Exercise material Block Start
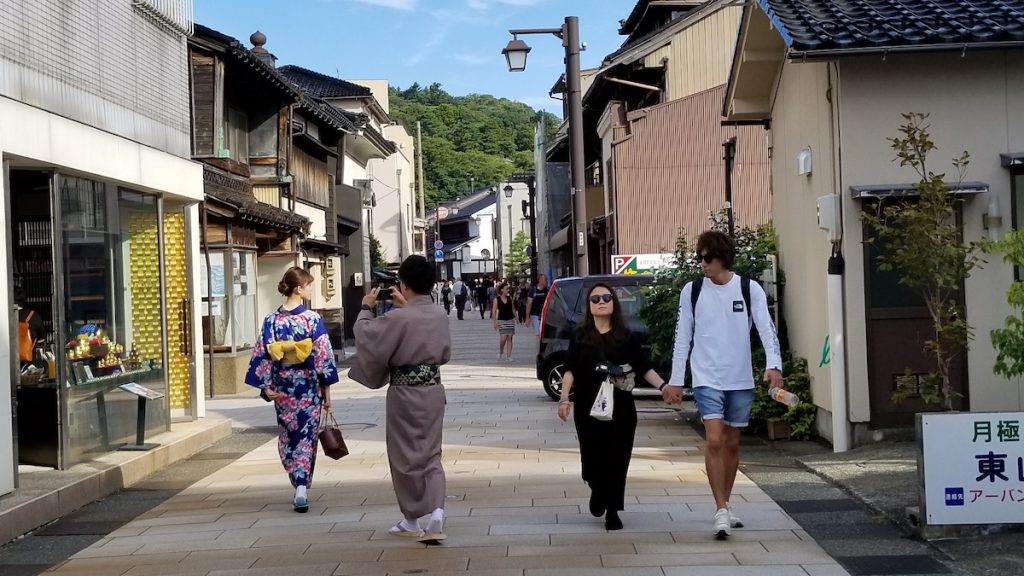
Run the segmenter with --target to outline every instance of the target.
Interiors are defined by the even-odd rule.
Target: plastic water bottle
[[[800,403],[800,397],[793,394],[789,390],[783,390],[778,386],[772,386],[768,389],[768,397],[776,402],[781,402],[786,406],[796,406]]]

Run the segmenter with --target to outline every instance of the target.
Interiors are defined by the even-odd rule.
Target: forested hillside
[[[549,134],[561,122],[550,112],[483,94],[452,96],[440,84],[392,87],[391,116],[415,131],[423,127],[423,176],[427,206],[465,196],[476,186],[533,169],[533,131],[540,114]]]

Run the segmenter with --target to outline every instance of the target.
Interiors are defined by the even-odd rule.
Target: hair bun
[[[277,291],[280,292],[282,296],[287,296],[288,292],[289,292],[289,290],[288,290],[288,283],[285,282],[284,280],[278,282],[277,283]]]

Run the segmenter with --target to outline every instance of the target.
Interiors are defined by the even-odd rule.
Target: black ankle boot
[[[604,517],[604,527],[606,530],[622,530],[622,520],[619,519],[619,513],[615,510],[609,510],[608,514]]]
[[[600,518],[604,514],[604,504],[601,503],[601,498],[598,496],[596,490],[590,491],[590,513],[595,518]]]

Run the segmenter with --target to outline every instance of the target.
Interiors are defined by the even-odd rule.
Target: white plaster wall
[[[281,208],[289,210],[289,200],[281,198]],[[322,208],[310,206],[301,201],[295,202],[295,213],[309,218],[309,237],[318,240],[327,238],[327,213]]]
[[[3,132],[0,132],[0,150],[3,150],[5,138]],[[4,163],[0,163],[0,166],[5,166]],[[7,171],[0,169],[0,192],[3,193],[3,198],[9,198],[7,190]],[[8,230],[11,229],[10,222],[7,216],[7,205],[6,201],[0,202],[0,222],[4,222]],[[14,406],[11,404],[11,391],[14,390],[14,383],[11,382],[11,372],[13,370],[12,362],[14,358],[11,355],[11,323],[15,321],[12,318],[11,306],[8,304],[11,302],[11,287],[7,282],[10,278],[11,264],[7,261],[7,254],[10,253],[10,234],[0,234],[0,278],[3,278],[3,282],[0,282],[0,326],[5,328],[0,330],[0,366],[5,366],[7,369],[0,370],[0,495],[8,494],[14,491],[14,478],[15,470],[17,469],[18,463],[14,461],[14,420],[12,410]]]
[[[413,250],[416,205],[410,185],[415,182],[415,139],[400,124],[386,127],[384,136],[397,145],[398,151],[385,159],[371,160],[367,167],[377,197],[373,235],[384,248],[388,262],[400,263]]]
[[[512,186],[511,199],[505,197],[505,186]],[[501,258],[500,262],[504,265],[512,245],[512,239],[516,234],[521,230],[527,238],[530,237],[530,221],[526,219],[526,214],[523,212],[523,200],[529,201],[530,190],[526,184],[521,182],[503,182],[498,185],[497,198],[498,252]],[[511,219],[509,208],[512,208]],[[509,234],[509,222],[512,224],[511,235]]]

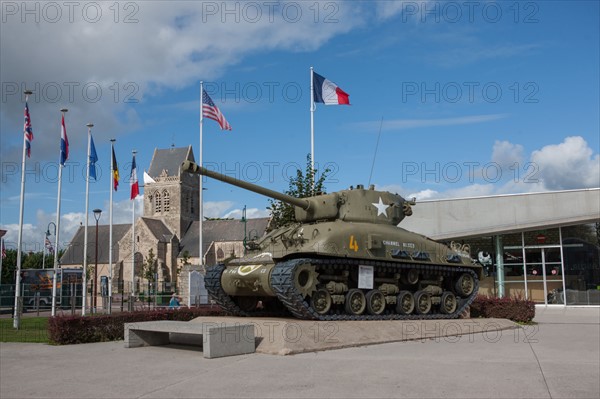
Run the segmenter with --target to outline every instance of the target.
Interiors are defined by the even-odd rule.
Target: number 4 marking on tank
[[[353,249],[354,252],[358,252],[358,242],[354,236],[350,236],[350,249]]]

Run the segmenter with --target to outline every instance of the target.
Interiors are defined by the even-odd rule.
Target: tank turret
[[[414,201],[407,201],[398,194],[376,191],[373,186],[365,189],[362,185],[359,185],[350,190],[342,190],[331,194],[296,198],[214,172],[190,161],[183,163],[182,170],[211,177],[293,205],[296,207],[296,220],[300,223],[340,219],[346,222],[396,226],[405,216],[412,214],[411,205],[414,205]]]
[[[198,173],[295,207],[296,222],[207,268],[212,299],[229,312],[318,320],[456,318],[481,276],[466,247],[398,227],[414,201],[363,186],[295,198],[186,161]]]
Exercise material Block End
- _Task objective_: Where an entry includes a picture, drop it, and print the rest of the material word for word.

- _Your response_:
Run the segmenter with --target to outline every instance of the target.
Interiors are defined by the even-odd rule.
Target: plastic water bottle
[[[800,403],[800,397],[793,394],[789,390],[783,390],[778,386],[772,386],[768,389],[768,397],[776,402],[781,402],[786,406],[796,406]]]

Run the segmenter with --target to outline every instance of the target.
Interiors are defined by the even-odd rule.
Target: forested hillside
[[[549,134],[561,122],[550,112],[483,94],[452,96],[440,84],[392,87],[391,116],[415,131],[423,127],[423,176],[427,206],[465,196],[476,186],[533,169],[533,131],[540,114]]]

Run the segmenter with --target to outline every instance of the target.
Interiors are defined by the even-odd rule.
Target: hair bun
[[[277,291],[280,292],[282,296],[287,296],[288,292],[289,292],[289,290],[288,290],[288,283],[285,282],[284,280],[278,282],[277,283]]]

Run the segmenter with --target to outline every instance of the target.
Interiors are defined by the even-odd rule.
Target: black ankle boot
[[[604,517],[604,527],[606,530],[622,530],[622,520],[619,519],[619,513],[615,510],[609,510],[608,514]]]
[[[600,518],[604,514],[604,504],[601,503],[601,498],[598,496],[596,490],[590,491],[590,513],[595,518]]]

Run the segmenter with --target to outline every instance of the target.
Interiors are defined by the even-odd rule.
Target: white plaster wall
[[[281,208],[289,210],[289,200],[281,198]],[[322,208],[310,206],[301,201],[295,202],[295,213],[309,218],[309,237],[318,240],[327,238],[327,213]]]
[[[3,132],[0,132],[0,150],[3,150],[5,138]],[[4,163],[0,163],[0,166],[5,166]],[[7,171],[0,169],[0,192],[3,193],[3,198],[9,198],[7,190]],[[8,230],[11,229],[10,222],[7,216],[7,205],[6,201],[0,202],[0,222],[4,222]],[[14,406],[11,404],[11,391],[14,390],[14,383],[11,382],[11,372],[13,370],[12,362],[14,358],[11,355],[11,323],[15,321],[12,318],[11,306],[8,304],[11,302],[11,287],[7,282],[10,278],[11,264],[7,261],[7,254],[10,253],[10,234],[0,234],[0,278],[3,278],[3,282],[0,282],[0,326],[5,328],[0,330],[0,366],[5,366],[7,369],[0,370],[0,495],[8,494],[14,491],[14,478],[15,470],[17,469],[18,463],[14,461],[14,420],[12,410]]]
[[[413,250],[416,205],[410,185],[415,182],[415,139],[400,124],[386,127],[384,136],[397,145],[398,151],[385,159],[371,160],[367,167],[377,197],[373,235],[384,248],[388,262],[400,263]]]
[[[512,186],[511,199],[505,197],[505,186]],[[501,258],[500,262],[504,265],[512,245],[512,239],[516,234],[521,230],[527,238],[530,237],[530,221],[526,219],[526,214],[523,212],[523,200],[529,201],[530,190],[526,184],[521,182],[503,182],[498,185],[497,198],[498,252]],[[511,219],[509,208],[512,208]],[[509,234],[509,222],[512,224],[511,235]]]

Run the segmenter with --target to outline every instance of the target.
Interiors are defined by the even-odd rule.
Target: number 4 marking on tank
[[[353,249],[354,252],[358,252],[358,242],[354,236],[350,236],[350,249]]]

Run the segmenter with --target to outline every instance of the target.
Interiors are defined by the even-odd rule.
Target: tank turret
[[[414,201],[407,201],[398,194],[376,191],[373,186],[365,189],[362,185],[359,185],[350,190],[342,190],[331,194],[296,198],[214,172],[190,161],[183,163],[182,170],[211,177],[293,205],[296,207],[296,220],[300,223],[340,219],[346,222],[396,226],[405,216],[412,214],[411,205],[414,205]]]
[[[198,173],[295,207],[296,222],[207,268],[212,299],[229,312],[318,320],[456,318],[481,276],[466,247],[398,227],[414,201],[363,186],[295,198],[186,161]]]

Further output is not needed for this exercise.